> [AIM]
Tally how many lines of the material below contain the string "layered", with case counting, and reply with only that number.
-- Begin DATASET --
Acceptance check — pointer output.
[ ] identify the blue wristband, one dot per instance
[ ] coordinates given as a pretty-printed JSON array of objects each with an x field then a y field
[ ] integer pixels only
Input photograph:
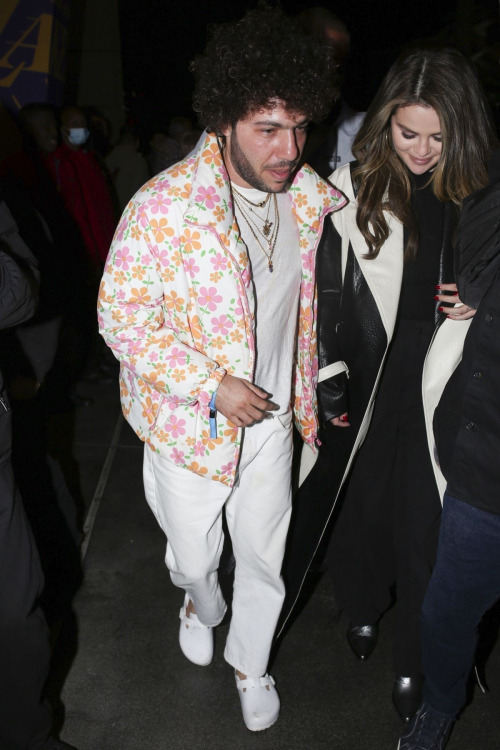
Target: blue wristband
[{"x": 213, "y": 416}]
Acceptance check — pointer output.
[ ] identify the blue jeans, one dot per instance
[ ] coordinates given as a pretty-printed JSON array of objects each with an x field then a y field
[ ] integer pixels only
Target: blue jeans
[{"x": 464, "y": 585}]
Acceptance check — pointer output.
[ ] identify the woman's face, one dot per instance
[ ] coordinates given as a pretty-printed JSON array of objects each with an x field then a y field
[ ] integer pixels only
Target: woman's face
[{"x": 416, "y": 135}]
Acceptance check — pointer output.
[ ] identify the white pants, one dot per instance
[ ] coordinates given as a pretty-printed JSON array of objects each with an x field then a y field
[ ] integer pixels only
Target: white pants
[{"x": 189, "y": 510}]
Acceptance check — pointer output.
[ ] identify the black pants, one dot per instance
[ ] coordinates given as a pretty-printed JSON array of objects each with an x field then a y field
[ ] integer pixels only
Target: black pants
[
  {"x": 387, "y": 529},
  {"x": 25, "y": 721}
]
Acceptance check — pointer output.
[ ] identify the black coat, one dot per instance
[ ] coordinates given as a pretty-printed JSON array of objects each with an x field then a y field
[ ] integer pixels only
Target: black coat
[
  {"x": 467, "y": 419},
  {"x": 353, "y": 328}
]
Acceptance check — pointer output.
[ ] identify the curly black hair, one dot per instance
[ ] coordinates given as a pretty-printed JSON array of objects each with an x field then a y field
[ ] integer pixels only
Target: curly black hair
[{"x": 252, "y": 63}]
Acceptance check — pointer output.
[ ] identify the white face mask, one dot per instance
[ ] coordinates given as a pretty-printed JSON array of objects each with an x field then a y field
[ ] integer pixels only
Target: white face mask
[{"x": 78, "y": 136}]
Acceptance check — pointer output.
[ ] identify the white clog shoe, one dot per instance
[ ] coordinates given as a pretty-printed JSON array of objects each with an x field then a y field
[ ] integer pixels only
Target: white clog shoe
[
  {"x": 260, "y": 702},
  {"x": 195, "y": 639}
]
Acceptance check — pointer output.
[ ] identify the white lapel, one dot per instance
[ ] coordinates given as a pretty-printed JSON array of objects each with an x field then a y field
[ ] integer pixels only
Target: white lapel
[{"x": 383, "y": 274}]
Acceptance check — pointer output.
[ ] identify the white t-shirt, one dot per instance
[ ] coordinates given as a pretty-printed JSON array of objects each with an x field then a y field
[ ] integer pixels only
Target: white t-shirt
[{"x": 274, "y": 297}]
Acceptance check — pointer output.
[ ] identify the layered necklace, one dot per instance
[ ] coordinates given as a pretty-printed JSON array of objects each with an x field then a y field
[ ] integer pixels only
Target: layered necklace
[{"x": 270, "y": 229}]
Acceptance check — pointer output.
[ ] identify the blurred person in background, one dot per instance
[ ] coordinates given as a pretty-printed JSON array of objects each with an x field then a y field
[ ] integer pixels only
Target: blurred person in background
[
  {"x": 127, "y": 166},
  {"x": 386, "y": 336},
  {"x": 330, "y": 142},
  {"x": 466, "y": 580},
  {"x": 25, "y": 717}
]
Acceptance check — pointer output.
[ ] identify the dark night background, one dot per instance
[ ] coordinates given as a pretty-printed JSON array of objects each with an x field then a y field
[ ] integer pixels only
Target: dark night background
[{"x": 160, "y": 38}]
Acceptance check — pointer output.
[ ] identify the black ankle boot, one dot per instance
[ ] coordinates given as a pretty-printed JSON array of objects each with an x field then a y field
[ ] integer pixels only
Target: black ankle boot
[
  {"x": 407, "y": 696},
  {"x": 362, "y": 639}
]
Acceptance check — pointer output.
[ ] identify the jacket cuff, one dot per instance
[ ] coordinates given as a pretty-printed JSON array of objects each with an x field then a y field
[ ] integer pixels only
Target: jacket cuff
[{"x": 333, "y": 398}]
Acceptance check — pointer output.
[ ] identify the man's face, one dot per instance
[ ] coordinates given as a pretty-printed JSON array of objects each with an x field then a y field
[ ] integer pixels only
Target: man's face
[
  {"x": 263, "y": 150},
  {"x": 43, "y": 127}
]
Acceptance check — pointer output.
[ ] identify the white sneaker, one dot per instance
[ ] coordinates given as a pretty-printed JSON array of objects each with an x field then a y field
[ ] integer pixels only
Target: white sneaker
[
  {"x": 260, "y": 706},
  {"x": 195, "y": 639}
]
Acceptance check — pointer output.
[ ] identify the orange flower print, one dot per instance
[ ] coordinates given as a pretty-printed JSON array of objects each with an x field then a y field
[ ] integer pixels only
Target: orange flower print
[
  {"x": 218, "y": 342},
  {"x": 210, "y": 442},
  {"x": 179, "y": 375},
  {"x": 190, "y": 241},
  {"x": 178, "y": 169},
  {"x": 212, "y": 155},
  {"x": 174, "y": 302},
  {"x": 161, "y": 229},
  {"x": 195, "y": 327},
  {"x": 236, "y": 336},
  {"x": 138, "y": 273},
  {"x": 139, "y": 296},
  {"x": 232, "y": 431},
  {"x": 150, "y": 409}
]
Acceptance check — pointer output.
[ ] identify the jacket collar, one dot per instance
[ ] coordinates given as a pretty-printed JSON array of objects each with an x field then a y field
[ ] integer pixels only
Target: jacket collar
[{"x": 311, "y": 196}]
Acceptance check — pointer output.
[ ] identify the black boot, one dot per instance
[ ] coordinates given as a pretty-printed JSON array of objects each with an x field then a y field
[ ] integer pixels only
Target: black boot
[
  {"x": 362, "y": 639},
  {"x": 407, "y": 696}
]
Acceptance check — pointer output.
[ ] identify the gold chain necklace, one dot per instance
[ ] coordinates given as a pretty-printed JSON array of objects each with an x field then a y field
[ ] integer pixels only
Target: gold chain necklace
[
  {"x": 267, "y": 224},
  {"x": 271, "y": 242}
]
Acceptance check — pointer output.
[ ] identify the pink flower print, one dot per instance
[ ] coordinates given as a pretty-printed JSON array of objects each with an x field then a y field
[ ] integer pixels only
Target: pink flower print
[
  {"x": 191, "y": 268},
  {"x": 246, "y": 277},
  {"x": 208, "y": 196},
  {"x": 219, "y": 262},
  {"x": 142, "y": 217},
  {"x": 134, "y": 347},
  {"x": 123, "y": 258},
  {"x": 177, "y": 456},
  {"x": 222, "y": 325},
  {"x": 209, "y": 298},
  {"x": 177, "y": 358},
  {"x": 159, "y": 203},
  {"x": 308, "y": 261},
  {"x": 308, "y": 290},
  {"x": 199, "y": 449},
  {"x": 175, "y": 426},
  {"x": 173, "y": 402},
  {"x": 121, "y": 229}
]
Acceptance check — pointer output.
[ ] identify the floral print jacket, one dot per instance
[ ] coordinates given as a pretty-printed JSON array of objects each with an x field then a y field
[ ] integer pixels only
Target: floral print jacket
[{"x": 174, "y": 309}]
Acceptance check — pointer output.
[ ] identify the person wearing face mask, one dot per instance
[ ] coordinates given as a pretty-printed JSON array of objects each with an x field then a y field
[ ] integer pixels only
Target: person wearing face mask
[
  {"x": 94, "y": 214},
  {"x": 391, "y": 328}
]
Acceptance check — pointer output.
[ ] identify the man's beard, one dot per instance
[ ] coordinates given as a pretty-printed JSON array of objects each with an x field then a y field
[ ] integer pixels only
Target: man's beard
[{"x": 245, "y": 169}]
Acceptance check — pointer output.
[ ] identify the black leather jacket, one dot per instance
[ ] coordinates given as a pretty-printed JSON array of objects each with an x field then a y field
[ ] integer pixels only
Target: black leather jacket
[{"x": 350, "y": 328}]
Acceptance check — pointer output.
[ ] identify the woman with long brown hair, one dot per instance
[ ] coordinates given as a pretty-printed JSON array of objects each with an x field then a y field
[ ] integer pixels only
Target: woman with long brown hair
[{"x": 391, "y": 329}]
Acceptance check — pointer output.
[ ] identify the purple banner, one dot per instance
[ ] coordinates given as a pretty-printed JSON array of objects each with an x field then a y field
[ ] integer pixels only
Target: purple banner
[{"x": 33, "y": 41}]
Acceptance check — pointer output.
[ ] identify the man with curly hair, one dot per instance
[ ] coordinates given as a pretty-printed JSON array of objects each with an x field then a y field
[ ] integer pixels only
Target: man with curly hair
[{"x": 208, "y": 301}]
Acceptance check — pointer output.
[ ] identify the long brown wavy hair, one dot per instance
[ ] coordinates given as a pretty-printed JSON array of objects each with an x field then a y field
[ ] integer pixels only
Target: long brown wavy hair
[{"x": 438, "y": 78}]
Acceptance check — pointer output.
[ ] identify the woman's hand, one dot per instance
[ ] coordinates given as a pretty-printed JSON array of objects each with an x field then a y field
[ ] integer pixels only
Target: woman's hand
[
  {"x": 454, "y": 313},
  {"x": 340, "y": 421}
]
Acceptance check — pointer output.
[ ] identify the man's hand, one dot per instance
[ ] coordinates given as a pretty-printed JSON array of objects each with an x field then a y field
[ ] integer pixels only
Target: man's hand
[{"x": 242, "y": 402}]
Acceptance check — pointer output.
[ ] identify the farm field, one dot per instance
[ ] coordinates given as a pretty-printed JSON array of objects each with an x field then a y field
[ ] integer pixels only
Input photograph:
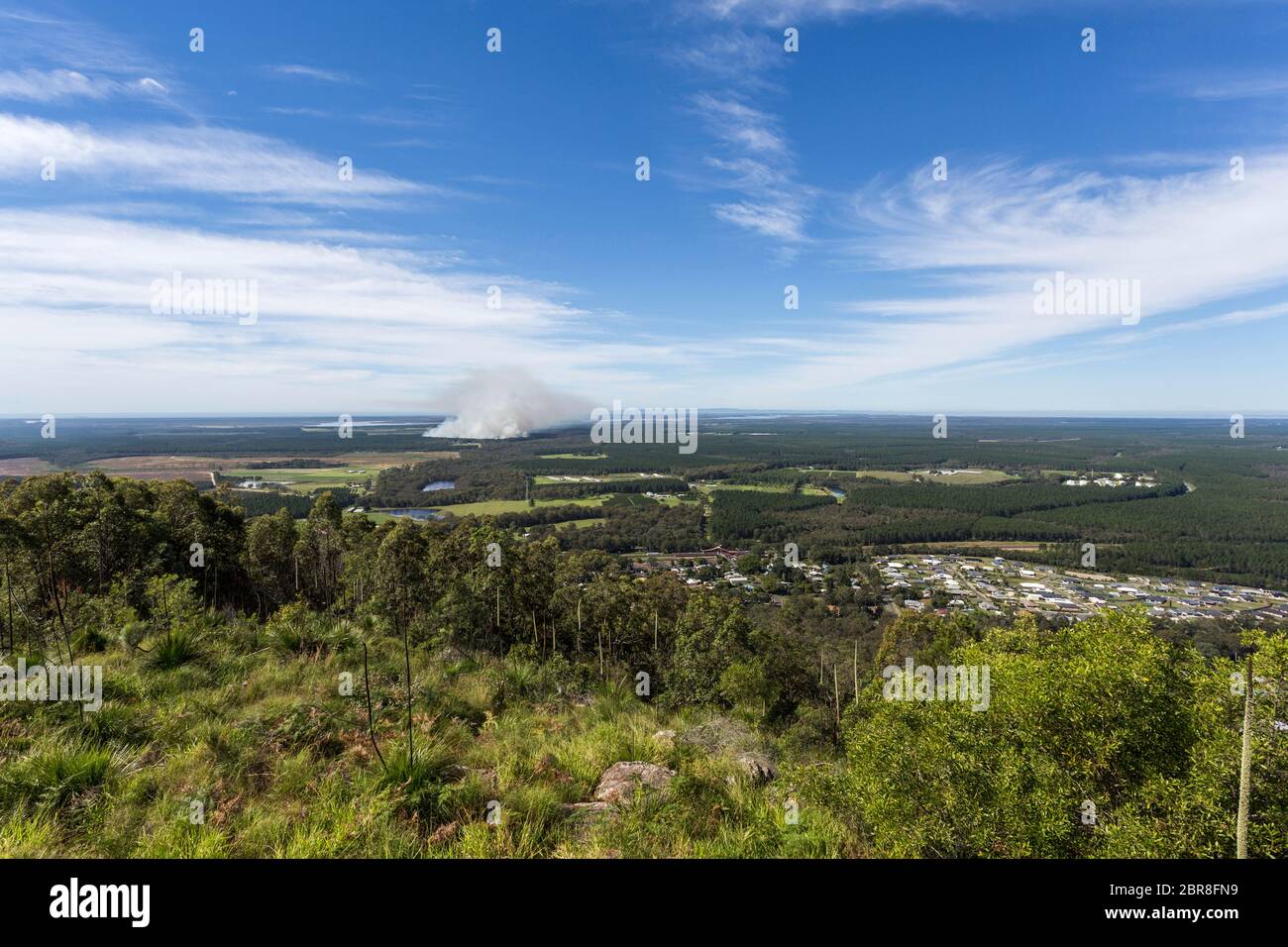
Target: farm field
[
  {"x": 548, "y": 479},
  {"x": 490, "y": 508},
  {"x": 167, "y": 467},
  {"x": 960, "y": 476}
]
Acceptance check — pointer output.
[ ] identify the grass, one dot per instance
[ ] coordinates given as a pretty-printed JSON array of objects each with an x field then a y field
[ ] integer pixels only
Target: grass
[
  {"x": 545, "y": 480},
  {"x": 490, "y": 508},
  {"x": 250, "y": 745}
]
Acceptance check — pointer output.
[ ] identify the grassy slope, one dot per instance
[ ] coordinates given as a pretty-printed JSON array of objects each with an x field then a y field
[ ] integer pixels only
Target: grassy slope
[{"x": 283, "y": 767}]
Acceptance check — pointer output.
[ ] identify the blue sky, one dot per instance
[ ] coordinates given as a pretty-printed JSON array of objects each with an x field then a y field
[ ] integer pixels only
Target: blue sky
[{"x": 516, "y": 169}]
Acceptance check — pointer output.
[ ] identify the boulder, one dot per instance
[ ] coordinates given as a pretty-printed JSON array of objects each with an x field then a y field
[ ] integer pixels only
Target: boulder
[{"x": 621, "y": 780}]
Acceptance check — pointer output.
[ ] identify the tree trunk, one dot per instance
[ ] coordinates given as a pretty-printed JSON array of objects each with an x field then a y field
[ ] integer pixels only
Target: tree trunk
[{"x": 1244, "y": 770}]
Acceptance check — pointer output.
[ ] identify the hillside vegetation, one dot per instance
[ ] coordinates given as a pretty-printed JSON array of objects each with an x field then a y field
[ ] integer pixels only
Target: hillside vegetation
[{"x": 336, "y": 688}]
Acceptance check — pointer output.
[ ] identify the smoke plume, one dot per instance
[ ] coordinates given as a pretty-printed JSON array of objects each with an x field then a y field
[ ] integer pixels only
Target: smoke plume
[{"x": 503, "y": 402}]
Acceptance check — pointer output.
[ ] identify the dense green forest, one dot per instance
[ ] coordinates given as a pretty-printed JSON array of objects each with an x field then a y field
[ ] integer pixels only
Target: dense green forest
[
  {"x": 1219, "y": 513},
  {"x": 331, "y": 686}
]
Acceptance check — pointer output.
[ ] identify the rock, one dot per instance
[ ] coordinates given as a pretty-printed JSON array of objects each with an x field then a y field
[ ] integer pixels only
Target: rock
[
  {"x": 621, "y": 780},
  {"x": 756, "y": 768}
]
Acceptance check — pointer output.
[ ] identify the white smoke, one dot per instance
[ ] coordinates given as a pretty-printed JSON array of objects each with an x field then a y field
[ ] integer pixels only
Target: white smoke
[{"x": 503, "y": 402}]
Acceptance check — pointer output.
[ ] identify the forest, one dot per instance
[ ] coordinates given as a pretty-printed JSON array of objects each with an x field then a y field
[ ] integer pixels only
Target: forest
[{"x": 330, "y": 686}]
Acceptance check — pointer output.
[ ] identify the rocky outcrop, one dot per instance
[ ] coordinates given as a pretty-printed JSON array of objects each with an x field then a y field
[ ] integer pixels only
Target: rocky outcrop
[{"x": 621, "y": 781}]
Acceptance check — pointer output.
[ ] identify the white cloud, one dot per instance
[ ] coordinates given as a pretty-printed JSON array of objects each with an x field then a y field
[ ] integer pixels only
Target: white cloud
[
  {"x": 59, "y": 85},
  {"x": 338, "y": 326},
  {"x": 755, "y": 158},
  {"x": 200, "y": 158},
  {"x": 310, "y": 72},
  {"x": 977, "y": 243}
]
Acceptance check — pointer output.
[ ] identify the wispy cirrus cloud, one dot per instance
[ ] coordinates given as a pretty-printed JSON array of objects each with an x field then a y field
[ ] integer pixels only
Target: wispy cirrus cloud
[
  {"x": 751, "y": 157},
  {"x": 338, "y": 325},
  {"x": 974, "y": 245},
  {"x": 60, "y": 85},
  {"x": 200, "y": 158},
  {"x": 320, "y": 75}
]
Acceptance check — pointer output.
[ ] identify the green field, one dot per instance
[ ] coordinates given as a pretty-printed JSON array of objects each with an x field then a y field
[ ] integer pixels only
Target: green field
[
  {"x": 809, "y": 489},
  {"x": 490, "y": 508},
  {"x": 965, "y": 478},
  {"x": 307, "y": 479},
  {"x": 545, "y": 480}
]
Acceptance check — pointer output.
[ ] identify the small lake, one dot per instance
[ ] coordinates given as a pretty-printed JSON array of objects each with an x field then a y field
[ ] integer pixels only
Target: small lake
[{"x": 417, "y": 514}]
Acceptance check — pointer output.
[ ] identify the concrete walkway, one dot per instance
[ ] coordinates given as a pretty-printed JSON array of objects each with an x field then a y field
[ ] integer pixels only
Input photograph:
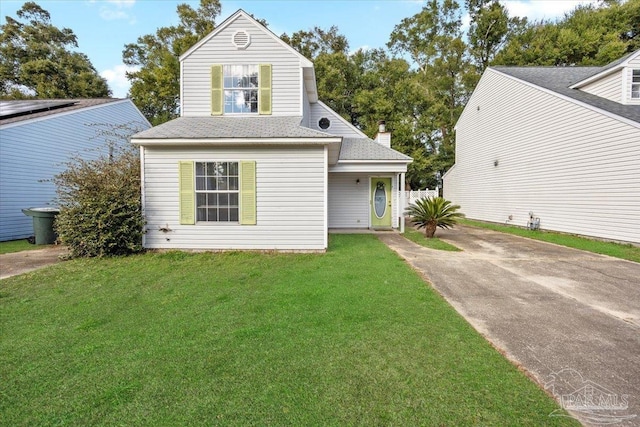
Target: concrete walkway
[
  {"x": 570, "y": 318},
  {"x": 22, "y": 262}
]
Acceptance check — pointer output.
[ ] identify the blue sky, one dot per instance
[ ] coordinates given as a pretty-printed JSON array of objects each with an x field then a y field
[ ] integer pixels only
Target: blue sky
[{"x": 104, "y": 27}]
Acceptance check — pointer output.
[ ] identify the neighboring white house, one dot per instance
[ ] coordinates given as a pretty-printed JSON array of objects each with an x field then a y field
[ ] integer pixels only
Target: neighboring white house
[
  {"x": 256, "y": 161},
  {"x": 37, "y": 137},
  {"x": 562, "y": 143}
]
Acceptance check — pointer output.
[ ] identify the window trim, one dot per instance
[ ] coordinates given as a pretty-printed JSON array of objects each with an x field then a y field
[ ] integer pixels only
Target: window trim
[
  {"x": 229, "y": 206},
  {"x": 226, "y": 89}
]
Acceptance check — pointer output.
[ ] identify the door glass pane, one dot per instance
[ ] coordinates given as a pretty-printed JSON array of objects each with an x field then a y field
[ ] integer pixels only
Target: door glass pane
[{"x": 380, "y": 199}]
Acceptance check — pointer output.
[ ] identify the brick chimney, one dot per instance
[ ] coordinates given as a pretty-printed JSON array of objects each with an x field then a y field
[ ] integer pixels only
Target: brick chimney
[{"x": 383, "y": 137}]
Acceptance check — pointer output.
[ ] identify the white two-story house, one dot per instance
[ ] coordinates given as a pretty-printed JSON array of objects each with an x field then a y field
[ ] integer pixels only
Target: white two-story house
[
  {"x": 560, "y": 143},
  {"x": 256, "y": 161}
]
-- End DATASET --
> [SOLUTION TO THE EXERCISE]
2